SOURCE DOCUMENT.

►

Another key part of the Walsh implementation was "pass first, run later", It was Walsh's intention to gain an early lead by passing the ball, then run the ball on a tired defense late in the game, wearing them down further and running down the clock. The San Francisco 49ers, under both Bill Walsh and George Seifert, often executed this strategy very effectively.

Another key element in Walsh's attack was the three step dropback instead of traditional seven step drops or shotgun formations. The three step drop helped the quarterback get the ball out faster resulting in far fewer sacks. "WCO" plays unfold quicker than in traditional offenses and are usually based on timing routes by the receivers. In this offense the receivers also have reads and change their routes based on the coverages presented to them. The quarterback makes three reads and if no opportunity is available after three reads, the QB will then check off to a back or tight end. Five step and even 7 step dropbacks are now implemented in modern-day WCO's because defensive speed has increased since the 80's. Some modern WCO's have even used shotgun formations (e.g. Green Bay '06-present, Atlanta '04-'06, Philadelphia '04-present).

Typical plays

The majority of West Coast routes occur within 15 yards of the line of scrimmage. 3-step and 5-step drops by the quarterback take the place of the run and force the opposing defense to commit their focus solely on those intermediate routes. Contrary to popular belief, the offense also uses the 7-step drop for shallow crosses, deep ins and comebacks. For instance, past Michigan Wolverines offenses utilized the 5- and 7-step drops about 85% of the time with West Coast pass schemes implemented by then-Quarterbacks Coach Scot Loeffler. Because of the speed of modern defenses, only utilizing the 3- and 5-step pass game would be ineffective since the defense could squat and break hard on short-to-intermediate throws with no fear of a down field pass.

The original West Coast Offense of Sid Gillman uses some of the same principles (pass to establish the run, quarterback throws to timed spots), but offensive formations are generally less complicated with more wideouts and motion. The timed spots are often farther down field than in the Walsh-style offense, and the system requires a greater reliance on traditional pocket passing.

◄

PROMPT. Reproduce word for word the part of the West Coast Offense text starting with "The majority of" and going on through "down field pass.". None of the lines are needed.

ENTRIES.

►

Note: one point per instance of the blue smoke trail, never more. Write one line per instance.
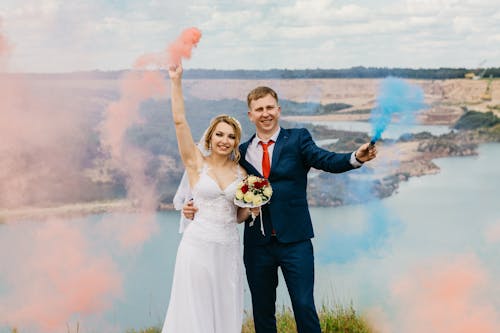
(397, 98)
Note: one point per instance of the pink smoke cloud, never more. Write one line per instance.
(5, 49)
(42, 140)
(52, 275)
(180, 48)
(136, 87)
(445, 296)
(492, 233)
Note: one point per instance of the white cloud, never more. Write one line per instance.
(254, 34)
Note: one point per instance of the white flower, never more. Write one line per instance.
(248, 197)
(252, 180)
(257, 200)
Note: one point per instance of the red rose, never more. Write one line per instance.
(258, 185)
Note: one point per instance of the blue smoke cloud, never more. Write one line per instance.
(397, 100)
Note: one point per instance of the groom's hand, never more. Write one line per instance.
(189, 210)
(366, 152)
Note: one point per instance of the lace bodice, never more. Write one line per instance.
(215, 219)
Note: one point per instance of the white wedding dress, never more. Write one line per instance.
(207, 289)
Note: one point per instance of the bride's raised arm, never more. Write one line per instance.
(190, 154)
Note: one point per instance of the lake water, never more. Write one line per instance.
(394, 131)
(381, 257)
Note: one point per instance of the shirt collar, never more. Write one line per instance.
(274, 137)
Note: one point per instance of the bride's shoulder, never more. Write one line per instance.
(241, 171)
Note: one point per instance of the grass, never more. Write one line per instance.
(336, 319)
(332, 320)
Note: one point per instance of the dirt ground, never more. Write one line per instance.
(444, 97)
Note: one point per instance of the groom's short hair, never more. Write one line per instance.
(260, 92)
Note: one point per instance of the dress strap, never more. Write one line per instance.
(239, 173)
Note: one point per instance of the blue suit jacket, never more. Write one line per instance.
(287, 212)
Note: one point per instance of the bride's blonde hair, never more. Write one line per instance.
(231, 121)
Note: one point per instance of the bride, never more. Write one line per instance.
(207, 289)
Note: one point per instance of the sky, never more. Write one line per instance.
(64, 36)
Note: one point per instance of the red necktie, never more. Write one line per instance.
(266, 163)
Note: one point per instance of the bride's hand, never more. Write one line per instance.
(175, 72)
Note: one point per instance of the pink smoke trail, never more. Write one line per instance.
(136, 87)
(52, 275)
(5, 48)
(180, 48)
(445, 296)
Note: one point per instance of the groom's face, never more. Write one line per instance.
(264, 113)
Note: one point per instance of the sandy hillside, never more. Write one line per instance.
(445, 97)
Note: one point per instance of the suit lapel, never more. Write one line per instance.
(244, 163)
(280, 143)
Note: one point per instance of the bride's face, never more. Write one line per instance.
(223, 139)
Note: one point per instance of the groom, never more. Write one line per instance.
(284, 156)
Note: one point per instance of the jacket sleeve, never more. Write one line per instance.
(322, 159)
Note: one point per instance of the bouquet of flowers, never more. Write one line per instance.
(253, 192)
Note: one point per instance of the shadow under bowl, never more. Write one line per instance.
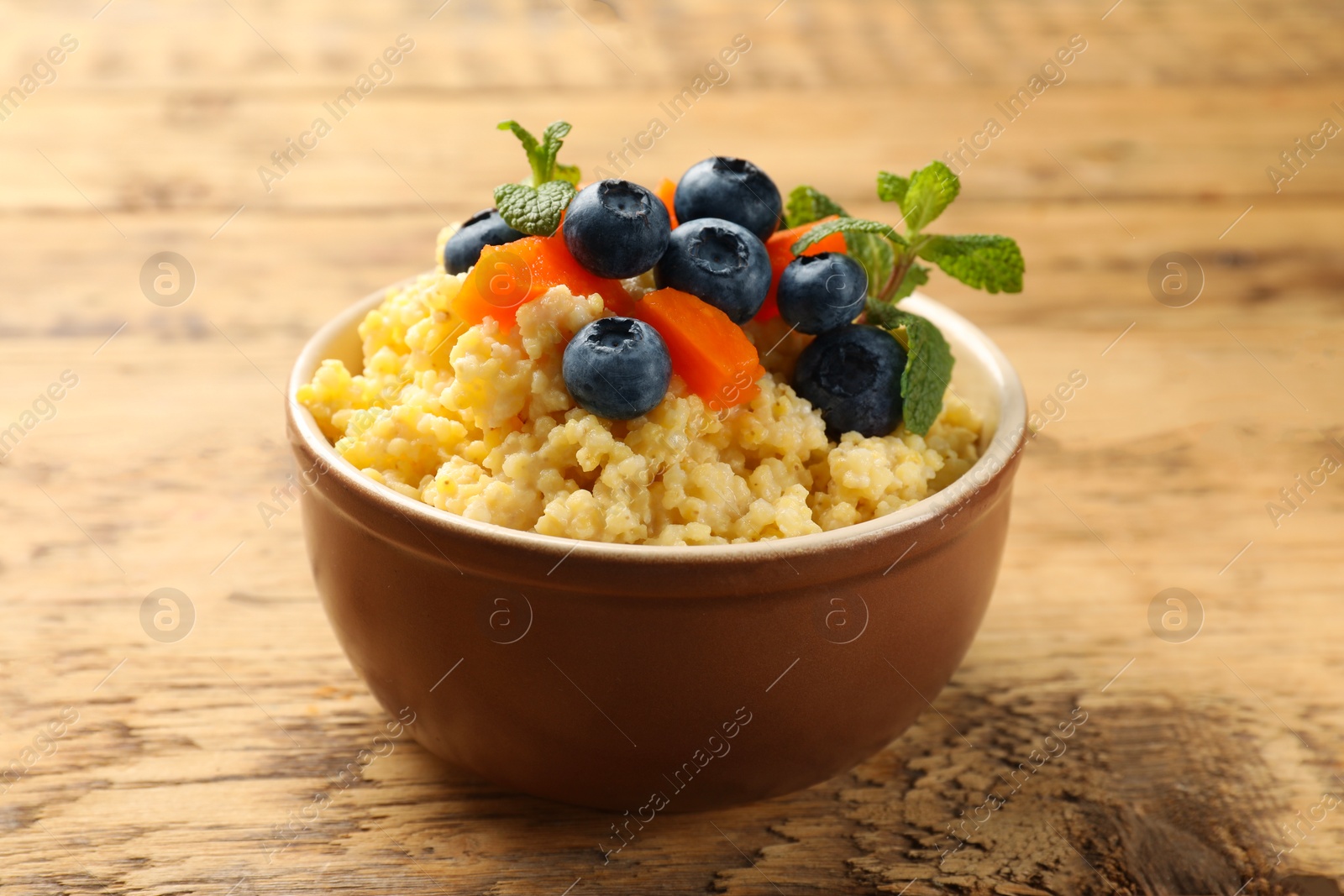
(651, 679)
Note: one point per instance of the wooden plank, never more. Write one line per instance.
(188, 761)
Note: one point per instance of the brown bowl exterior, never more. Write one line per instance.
(651, 679)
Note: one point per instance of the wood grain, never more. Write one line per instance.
(192, 766)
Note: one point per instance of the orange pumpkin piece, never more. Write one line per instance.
(667, 192)
(508, 275)
(779, 248)
(709, 351)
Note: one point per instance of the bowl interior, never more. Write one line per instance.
(983, 378)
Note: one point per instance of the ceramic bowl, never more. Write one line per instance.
(658, 679)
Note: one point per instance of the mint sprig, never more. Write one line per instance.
(992, 264)
(891, 261)
(806, 204)
(927, 364)
(535, 207)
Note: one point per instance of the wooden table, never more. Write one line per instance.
(190, 766)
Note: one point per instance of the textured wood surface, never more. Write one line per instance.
(192, 766)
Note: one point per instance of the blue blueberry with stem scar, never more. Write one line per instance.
(822, 291)
(718, 262)
(616, 228)
(617, 367)
(483, 228)
(853, 375)
(732, 190)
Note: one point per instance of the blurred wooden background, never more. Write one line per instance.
(186, 761)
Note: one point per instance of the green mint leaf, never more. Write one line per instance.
(916, 277)
(541, 155)
(891, 188)
(931, 190)
(806, 204)
(992, 264)
(846, 226)
(875, 254)
(927, 365)
(884, 315)
(551, 141)
(534, 210)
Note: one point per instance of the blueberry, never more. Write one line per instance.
(853, 375)
(616, 228)
(483, 228)
(617, 367)
(729, 188)
(718, 262)
(822, 291)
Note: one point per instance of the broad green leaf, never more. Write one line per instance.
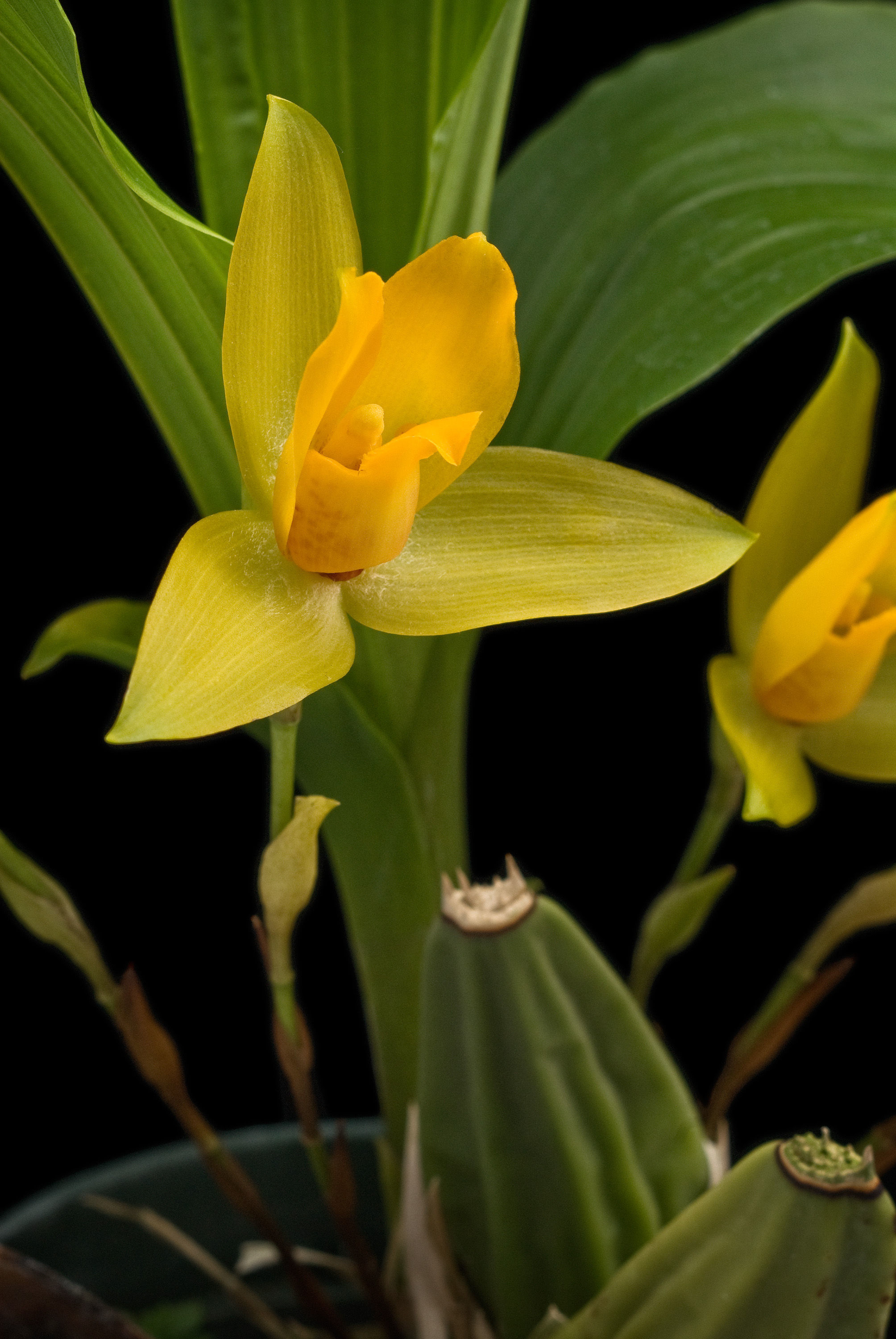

◄

EXERCISE ANSWER.
The majority of West Coast routes occur within 15 yards of the line of scrimmage. 3-step and 5-step drops by the quarterback take the place of the run and force the opposing defense to commit their focus solely on those intermediate routes. Contrary to popular belief, the offense also uses the 7-step drop for shallow crosses, deep ins and comebacks. For instance, past Michigan Wolverines offenses utilized the 5- and 7-step drops about 85% of the time with West Coast pass schemes implemented by then-Quarterbacks Coach Scot Loeffler. Because of the speed of modern defenses, only utilizing the 3- and 5-step pass game would be ineffective since the defense could squat and break hard on short-to-intermediate throws with no fear of a down field pass.